### DATASET RECORDS
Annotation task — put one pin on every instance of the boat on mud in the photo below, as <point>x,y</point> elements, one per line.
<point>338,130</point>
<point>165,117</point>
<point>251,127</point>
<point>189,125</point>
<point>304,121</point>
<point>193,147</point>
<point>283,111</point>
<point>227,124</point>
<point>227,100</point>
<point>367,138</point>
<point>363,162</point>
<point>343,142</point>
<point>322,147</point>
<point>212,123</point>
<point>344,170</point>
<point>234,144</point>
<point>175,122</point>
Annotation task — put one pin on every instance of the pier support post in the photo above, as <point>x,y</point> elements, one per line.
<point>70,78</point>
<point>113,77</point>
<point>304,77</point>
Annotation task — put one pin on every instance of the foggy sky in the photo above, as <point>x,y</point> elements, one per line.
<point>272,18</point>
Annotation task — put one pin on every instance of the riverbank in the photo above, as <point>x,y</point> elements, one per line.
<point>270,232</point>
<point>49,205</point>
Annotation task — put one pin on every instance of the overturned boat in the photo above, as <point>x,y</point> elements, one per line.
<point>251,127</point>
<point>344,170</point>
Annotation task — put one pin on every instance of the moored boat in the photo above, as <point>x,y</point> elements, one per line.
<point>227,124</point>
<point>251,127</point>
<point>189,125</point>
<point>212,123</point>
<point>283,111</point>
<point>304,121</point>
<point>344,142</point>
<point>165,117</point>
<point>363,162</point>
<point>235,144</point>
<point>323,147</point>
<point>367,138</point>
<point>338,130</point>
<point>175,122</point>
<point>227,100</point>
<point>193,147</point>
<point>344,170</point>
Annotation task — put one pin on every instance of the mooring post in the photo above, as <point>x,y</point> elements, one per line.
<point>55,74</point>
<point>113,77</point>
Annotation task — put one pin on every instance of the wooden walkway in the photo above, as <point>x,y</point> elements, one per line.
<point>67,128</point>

### TASK GOAL
Reproduce verbatim the lines from the first line of the records through the line containing "<point>322,147</point>", including both.

### FULL OUTPUT
Annotation task — put one pin on every instance of the boat on mud in the photo below, as <point>x,y</point> elements, one per line.
<point>338,130</point>
<point>165,117</point>
<point>251,127</point>
<point>189,125</point>
<point>304,121</point>
<point>193,147</point>
<point>283,111</point>
<point>227,124</point>
<point>227,100</point>
<point>367,138</point>
<point>363,162</point>
<point>343,142</point>
<point>322,147</point>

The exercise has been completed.